### WHAT THIS TASK INVOLVES
Among the entries below, how many lines include "background"? Give the number alone.

- Opening Delimiter -

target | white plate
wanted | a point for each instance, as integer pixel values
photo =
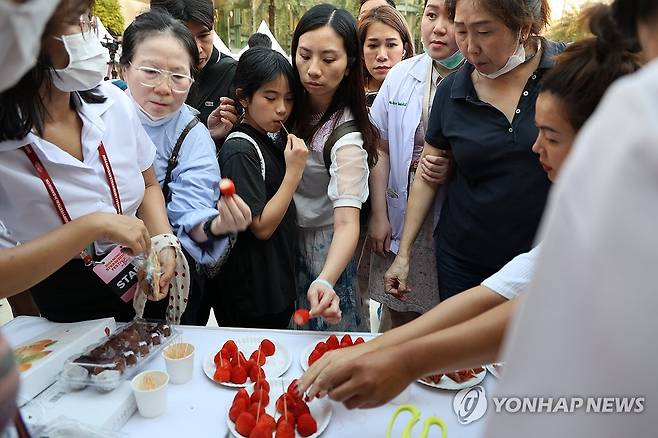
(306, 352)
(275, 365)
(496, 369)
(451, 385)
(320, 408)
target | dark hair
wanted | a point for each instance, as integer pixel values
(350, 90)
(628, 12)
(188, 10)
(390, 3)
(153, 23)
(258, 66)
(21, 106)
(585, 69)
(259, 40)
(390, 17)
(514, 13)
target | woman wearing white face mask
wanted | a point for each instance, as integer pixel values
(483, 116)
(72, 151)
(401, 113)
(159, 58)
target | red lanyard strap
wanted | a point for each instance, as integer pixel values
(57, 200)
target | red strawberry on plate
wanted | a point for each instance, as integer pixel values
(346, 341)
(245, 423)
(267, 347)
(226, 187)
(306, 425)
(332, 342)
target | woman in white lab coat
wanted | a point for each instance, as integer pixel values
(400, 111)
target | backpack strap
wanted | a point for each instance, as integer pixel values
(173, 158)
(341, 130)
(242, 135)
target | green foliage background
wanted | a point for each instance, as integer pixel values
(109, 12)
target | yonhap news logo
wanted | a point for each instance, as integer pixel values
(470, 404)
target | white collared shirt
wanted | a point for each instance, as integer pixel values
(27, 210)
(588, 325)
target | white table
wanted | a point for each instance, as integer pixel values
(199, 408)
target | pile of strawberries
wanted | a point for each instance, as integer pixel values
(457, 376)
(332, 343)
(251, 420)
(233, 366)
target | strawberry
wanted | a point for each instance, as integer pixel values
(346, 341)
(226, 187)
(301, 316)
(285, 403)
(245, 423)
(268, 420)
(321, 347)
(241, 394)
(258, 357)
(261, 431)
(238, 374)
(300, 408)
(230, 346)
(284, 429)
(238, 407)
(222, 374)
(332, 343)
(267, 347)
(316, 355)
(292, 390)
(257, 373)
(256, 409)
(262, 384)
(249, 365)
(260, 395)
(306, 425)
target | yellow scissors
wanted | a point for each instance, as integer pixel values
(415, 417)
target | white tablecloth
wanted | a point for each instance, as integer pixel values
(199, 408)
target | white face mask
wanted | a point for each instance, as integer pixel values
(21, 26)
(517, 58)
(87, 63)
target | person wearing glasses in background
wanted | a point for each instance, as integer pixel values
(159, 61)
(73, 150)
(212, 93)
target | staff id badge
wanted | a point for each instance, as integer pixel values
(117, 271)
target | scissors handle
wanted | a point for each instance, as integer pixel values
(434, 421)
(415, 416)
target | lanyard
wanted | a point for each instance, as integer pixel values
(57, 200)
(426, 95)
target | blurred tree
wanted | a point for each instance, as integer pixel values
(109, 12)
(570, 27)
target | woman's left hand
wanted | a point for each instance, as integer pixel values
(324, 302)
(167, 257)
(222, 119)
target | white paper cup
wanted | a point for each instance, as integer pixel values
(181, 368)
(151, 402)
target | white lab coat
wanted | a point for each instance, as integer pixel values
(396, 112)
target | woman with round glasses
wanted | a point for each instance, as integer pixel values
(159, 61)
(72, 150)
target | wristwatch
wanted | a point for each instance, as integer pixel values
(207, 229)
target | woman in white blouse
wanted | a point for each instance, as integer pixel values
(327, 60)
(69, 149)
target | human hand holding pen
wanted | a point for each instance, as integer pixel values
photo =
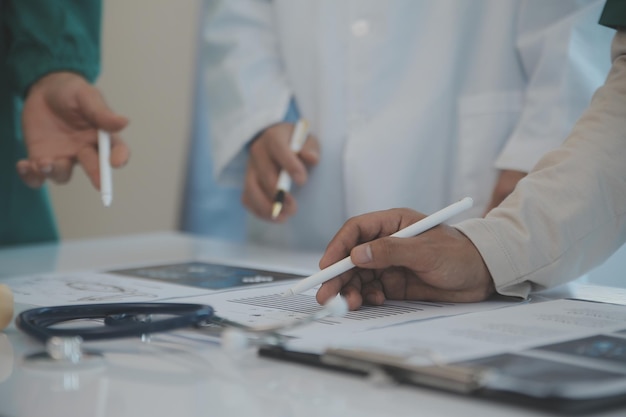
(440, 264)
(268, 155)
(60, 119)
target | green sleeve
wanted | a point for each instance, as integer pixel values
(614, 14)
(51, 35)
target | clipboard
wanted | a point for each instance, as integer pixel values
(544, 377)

- Closing Delimiter -

### ANSWER TO THE PROBLEM
2